▶ _Set exercise_: Print, unchanged, the lines between the one holding "of the black" and the one holding "x=135, y=191", inclusive.

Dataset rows
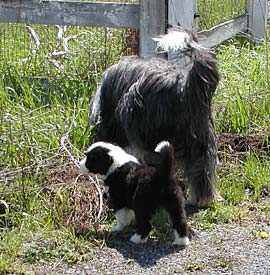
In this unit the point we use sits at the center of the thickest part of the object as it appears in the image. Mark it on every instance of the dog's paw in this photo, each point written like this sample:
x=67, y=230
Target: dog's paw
x=116, y=228
x=182, y=241
x=137, y=239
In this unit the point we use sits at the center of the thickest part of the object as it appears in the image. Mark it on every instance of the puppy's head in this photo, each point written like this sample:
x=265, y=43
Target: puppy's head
x=103, y=158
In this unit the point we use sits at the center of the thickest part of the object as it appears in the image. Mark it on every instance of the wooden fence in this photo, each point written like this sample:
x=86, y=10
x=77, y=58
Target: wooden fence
x=149, y=16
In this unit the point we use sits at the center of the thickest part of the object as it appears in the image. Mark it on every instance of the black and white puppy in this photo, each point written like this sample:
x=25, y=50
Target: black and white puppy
x=135, y=191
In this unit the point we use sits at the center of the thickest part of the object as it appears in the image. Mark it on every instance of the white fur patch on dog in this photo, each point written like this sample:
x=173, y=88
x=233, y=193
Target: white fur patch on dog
x=180, y=240
x=176, y=41
x=124, y=217
x=161, y=145
x=173, y=41
x=120, y=157
x=137, y=239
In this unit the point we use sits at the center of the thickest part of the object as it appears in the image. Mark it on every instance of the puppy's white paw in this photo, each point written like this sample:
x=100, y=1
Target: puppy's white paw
x=116, y=228
x=182, y=241
x=137, y=239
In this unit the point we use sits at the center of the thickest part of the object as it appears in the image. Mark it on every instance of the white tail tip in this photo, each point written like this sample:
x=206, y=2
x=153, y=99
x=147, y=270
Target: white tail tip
x=161, y=145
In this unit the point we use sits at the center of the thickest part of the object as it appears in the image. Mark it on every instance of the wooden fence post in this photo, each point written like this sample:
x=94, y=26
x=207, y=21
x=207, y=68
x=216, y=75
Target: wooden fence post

▶ _Expected output_:
In this unit the point we use sits at the center of the thickest part of the object as it appears in the image. Mark it on every instance of the black and white puppy in this photo, each point written like this sample:
x=25, y=50
Target: black and white puppy
x=135, y=191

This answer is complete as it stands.